TASK OBJECTIVE
Set down, without alteration, the lines from the one that contains "Target: rake" through the final line of the material below.

* begin *

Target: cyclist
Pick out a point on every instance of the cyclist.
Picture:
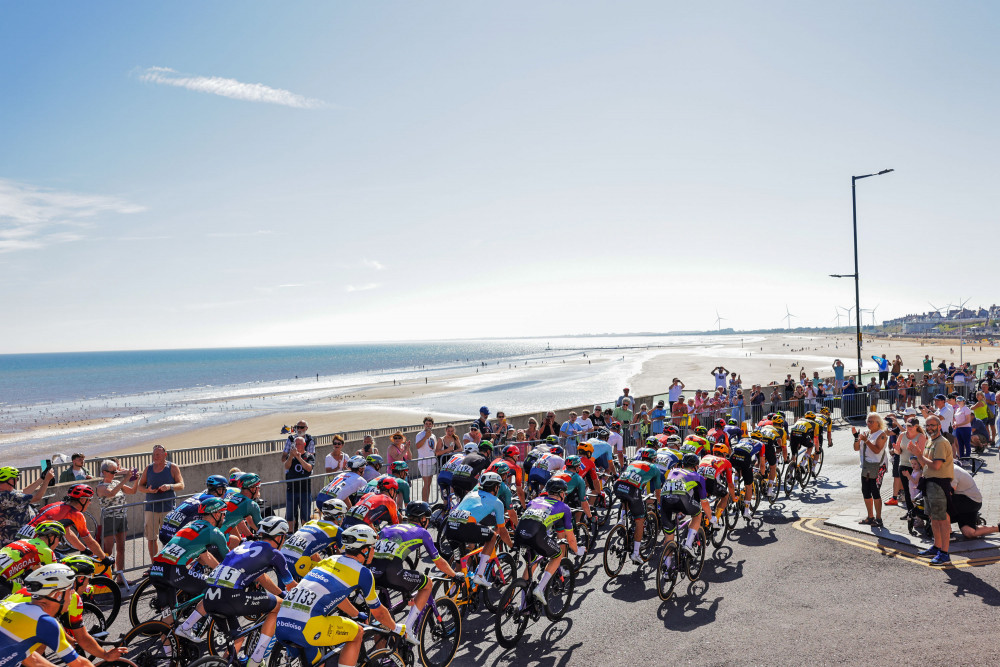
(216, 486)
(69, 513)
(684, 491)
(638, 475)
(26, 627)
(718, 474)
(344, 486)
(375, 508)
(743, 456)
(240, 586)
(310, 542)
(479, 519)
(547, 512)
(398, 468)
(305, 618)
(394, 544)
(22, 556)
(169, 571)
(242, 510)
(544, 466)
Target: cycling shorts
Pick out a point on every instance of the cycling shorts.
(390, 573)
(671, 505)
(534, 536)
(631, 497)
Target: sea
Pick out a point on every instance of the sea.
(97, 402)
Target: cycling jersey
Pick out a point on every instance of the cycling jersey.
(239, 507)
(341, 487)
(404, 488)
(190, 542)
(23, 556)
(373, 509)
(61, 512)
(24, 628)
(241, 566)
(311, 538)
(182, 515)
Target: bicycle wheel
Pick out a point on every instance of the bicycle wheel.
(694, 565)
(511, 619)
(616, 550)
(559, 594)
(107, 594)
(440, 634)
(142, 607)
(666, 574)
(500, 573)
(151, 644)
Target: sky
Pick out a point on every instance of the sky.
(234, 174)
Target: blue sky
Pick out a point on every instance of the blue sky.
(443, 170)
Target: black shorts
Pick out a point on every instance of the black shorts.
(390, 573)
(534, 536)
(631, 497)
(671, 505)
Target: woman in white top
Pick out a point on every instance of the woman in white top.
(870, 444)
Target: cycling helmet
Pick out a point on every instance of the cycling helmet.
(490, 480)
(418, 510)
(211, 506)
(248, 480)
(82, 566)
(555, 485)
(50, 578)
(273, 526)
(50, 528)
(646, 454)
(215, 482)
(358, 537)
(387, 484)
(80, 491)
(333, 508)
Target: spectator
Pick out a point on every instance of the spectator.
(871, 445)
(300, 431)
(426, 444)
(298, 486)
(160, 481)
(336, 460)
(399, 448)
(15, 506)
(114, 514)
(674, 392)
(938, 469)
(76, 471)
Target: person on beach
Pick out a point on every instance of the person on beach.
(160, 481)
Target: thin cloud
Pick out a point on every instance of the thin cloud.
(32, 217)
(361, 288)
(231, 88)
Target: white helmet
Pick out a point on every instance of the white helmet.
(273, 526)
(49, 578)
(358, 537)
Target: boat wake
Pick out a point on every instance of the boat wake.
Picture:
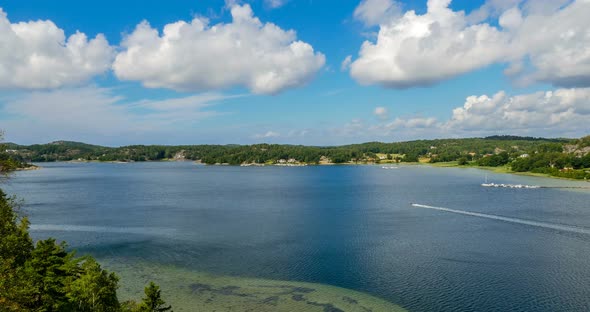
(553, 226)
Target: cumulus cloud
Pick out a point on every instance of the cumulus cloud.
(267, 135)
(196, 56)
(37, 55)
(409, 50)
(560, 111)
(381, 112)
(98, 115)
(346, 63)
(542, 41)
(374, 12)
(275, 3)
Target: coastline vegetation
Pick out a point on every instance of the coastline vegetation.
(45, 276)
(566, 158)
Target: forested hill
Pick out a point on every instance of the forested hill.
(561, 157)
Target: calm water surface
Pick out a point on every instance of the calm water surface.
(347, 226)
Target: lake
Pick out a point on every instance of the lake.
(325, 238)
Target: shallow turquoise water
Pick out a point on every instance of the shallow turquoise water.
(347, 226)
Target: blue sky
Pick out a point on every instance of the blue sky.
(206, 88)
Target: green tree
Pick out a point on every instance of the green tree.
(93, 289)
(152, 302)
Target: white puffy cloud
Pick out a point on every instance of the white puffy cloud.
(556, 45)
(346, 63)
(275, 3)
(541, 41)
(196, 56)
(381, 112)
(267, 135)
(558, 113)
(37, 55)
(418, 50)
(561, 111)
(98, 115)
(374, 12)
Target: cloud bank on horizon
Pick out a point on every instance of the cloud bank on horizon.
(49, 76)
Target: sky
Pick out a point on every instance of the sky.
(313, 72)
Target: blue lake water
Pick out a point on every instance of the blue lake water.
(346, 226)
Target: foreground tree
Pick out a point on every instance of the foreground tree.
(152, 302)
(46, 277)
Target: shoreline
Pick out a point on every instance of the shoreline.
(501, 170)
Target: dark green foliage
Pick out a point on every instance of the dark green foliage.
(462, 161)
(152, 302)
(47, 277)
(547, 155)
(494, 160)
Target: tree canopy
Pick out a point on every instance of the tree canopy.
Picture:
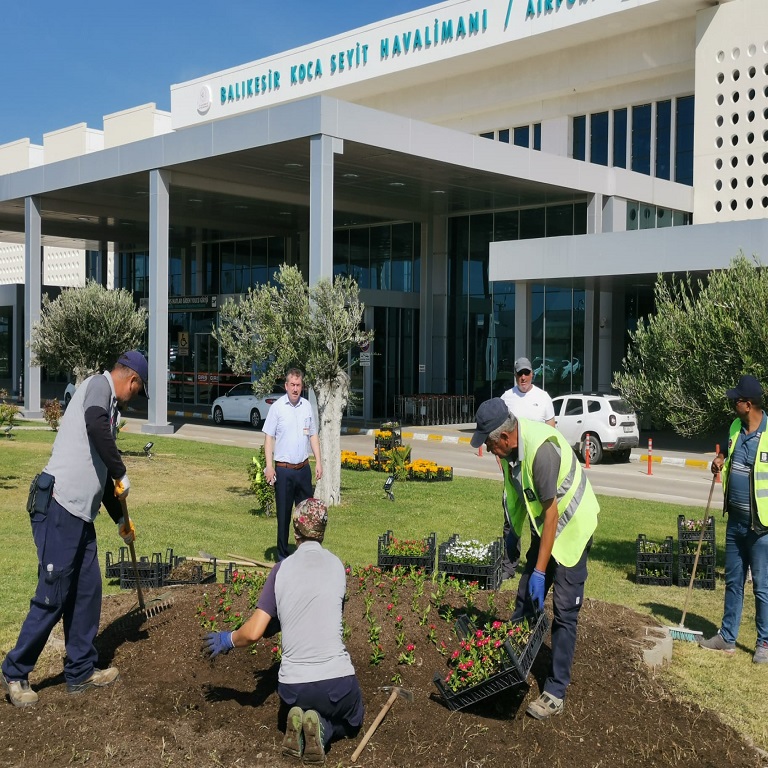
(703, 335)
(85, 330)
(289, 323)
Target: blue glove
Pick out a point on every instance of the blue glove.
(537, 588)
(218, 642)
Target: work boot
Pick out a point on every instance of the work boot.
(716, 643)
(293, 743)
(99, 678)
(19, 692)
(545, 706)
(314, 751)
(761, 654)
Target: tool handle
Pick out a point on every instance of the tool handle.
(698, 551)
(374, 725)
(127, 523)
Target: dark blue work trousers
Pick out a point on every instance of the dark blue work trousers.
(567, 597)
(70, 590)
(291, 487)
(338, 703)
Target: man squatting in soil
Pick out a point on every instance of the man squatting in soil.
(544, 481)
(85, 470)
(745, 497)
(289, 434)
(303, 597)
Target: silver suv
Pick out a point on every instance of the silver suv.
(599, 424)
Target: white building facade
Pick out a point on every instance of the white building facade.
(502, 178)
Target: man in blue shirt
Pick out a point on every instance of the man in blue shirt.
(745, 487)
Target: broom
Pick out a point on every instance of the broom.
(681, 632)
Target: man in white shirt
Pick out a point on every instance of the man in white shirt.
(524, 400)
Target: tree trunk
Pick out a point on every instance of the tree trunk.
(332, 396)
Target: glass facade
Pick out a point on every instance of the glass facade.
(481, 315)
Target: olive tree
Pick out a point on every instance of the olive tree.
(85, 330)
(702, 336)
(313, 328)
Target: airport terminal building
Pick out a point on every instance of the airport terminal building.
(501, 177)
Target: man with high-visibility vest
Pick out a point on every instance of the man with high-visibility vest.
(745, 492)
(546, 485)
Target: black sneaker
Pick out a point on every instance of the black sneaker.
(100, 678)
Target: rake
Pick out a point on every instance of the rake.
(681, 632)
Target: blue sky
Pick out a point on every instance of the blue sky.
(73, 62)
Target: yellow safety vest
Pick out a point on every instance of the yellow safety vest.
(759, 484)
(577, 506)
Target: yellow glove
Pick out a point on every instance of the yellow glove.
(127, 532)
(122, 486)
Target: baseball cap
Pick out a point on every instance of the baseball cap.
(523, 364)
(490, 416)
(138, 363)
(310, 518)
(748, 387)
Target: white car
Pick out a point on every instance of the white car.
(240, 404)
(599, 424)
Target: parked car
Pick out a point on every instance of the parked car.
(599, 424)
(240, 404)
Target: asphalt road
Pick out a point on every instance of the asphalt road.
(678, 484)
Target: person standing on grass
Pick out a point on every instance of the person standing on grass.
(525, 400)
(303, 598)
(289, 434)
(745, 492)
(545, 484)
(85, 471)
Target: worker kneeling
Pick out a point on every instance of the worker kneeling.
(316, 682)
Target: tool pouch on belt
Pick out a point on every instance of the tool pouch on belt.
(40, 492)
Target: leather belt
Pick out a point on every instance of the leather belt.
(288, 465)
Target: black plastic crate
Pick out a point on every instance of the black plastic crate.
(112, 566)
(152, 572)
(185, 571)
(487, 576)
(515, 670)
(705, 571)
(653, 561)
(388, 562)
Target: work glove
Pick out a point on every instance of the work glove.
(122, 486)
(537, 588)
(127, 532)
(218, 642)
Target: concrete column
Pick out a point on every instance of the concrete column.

* end *

EXERCISE SOLUTION
Target: rake
Pick out a point on every instance of the rake.
(681, 632)
Target: blue sky
Pick out a point on every instance of the blue sky.
(73, 62)
Target: yellow safety vest
Pick out a point on every instance of the yellow safety vest.
(759, 484)
(577, 506)
Target: yellow glove
Pick out a point on every instance of the yellow glove.
(127, 532)
(122, 486)
Target: baseball cap
Pick out a point on every instance of the baseball cap.
(523, 364)
(490, 416)
(138, 363)
(310, 518)
(748, 387)
Target: white car
Pick out a point on every instance of the white car.
(240, 404)
(599, 424)
Target: parked car
Pick out a point on every instance of the parked car.
(599, 424)
(240, 404)
Target: asphalt road
Pick out a point on every instance of the asphalt road.
(678, 484)
Target: person standing on grass
Pick out a point on every instance of the person standing on grass.
(525, 400)
(303, 598)
(289, 434)
(745, 492)
(545, 484)
(85, 471)
Target: worker kneeling
Pick out a point on every instance of the worker kneeling.
(316, 682)
Target: tool pouch on belt
Pick out a point on every instance of the tool pouch on belt.
(40, 492)
Target: leather belt
Pick out a point on every instance of the leather belt.
(288, 465)
Target: black plastic crate
Pick out a point on every instance of the black plastic crate.
(112, 566)
(152, 572)
(185, 571)
(487, 576)
(515, 670)
(705, 571)
(653, 561)
(388, 562)
Target: work glove
Pick out a point on every instance of the work glove.
(122, 486)
(537, 588)
(127, 532)
(218, 642)
Target: concrete column
Pick out a point on every instance of the concrete column.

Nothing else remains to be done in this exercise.